● PROBLEMS TO WORK ON:
**a.** In the spring-and-lever thread:
(i) What is F at the moment of contact?
(ii) What does the maximum of F depend on?
(iii) What join date does the Junior Member's post show?
**b.** Which single-letter symbols for quantities appear in the spring-and-lever thread?

F will not be constant , it will vary from the moment of impact , as the spring is compressed till the object comes to rest ...

At the moment of contact F will be zero , increasing to a maximum when the weight comes to rest ...

This maximum is dependent on the stiffness of the spring and hence the distance fallen after first contact.

So in other words the (variable) Force is different for different springs.

 Feb 17th 2018, 08:53 AM #5 Junior Member   Join Date: Feb 2017 Posts: 18 Right... ok, starting to come together.... No F at top of lever. So, I can specify the max distance the spring will travel. Then I can calculate how far the lever at F will travel. Now I have d so I can calculate max F at the point the lever is all the way down. Then I can feed that F through lever calculations and come up with a force S, which will allow me to compute the spring weight that will be fully compressed at that point. Does this method sound right? Seems strange to me I can come up with max F knowing d alone and not knowing how much the lever pushes back yet. But what if I already know the spring weight and I want to know how far a given F will push the lever down? I don't know d yet. I can't get S yet because I don't know how far the spring will get compressed. Will I need to reorganize all the lever math to carry the F through as a set of variables including 'd' and then isolate d=... at the end? Thanks for the input guys.

● STORED DATA:

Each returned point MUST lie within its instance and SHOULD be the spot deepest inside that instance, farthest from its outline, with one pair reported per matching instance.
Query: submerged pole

● THE REPLIES:
**a.**
(i) Zero.
(ii) The stiffness of the spring, and hence the distance fallen after first contact.
(iii) Feb 2017.

**b.** F, d, S